William Henry Garvie (31 December 1910 – 27 June 1944) was an Australian rules footballer who played with Richmond. Winning the Richmond Reserves best and fairest in 1935, he was killed in an accident while serving in the army during World War II.

Family
The son of George William Austin Garvie (1885–1955), and Mary Garvie, William Henry Garvie was born at Cobden, Victoria on 31 December 1910. He married Jean Kathleen Crawford in 1938.

Football

Richmond (VFL)
Cleared from Hamilton to Richmond, Garvie played a total of nine First XVIII games and 29 Second XVIII games over two seasons (1934 and 1935). He won the Second XVIII best and fairest in 1935.

Carlton (VFL)
Transferred to Carlton in 1936, he played 13 games and scored 18 goals for the Carlton Second XVIII in that single season. He did not play a single game for the Carlton First XVIII.

Oakleigh (VFA)
Transferred from Carlton to Oakleigh, Garvie played for Oakleigh First XVIII for the first four matches of the 1937 season.

RAW DATA:
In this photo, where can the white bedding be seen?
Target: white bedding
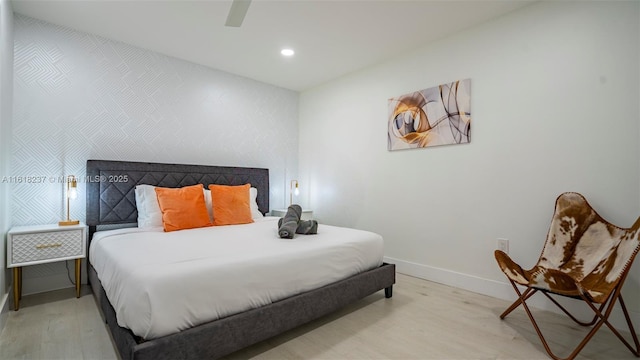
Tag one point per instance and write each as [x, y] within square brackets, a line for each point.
[163, 282]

EXERCISE REQUIREMENTS:
[1] Translate this sentence from the Garvie biography into French: "He married Jean Kathleen Crawford in 1938."
[2] Name every football club that the Garvie biography mentions.
[3] From the Garvie biography, extract the stretch from "Richmond (VFL)" through "Carlton First XVIII.".
Work from the Garvie biography alone.

EXERCISE RESPONSES:
[1] Il a épousé Jean Kathleen Crawford en 1938.

[2] Hamilton, Richmond, Carlton, Oakleigh

[3]
Richmond (VFL)
Cleared from Hamilton to Richmond, Garvie played a total of nine First XVIII games and 29 Second XVIII games over two seasons (1934 and 1935). He won the Second XVIII best and fairest in 1935.

Carlton (VFL)
Transferred to Carlton in 1936, he played 13 games and scored 18 goals for the Carlton Second XVIII in that single season. He did not play a single game for the Carlton First XVIII.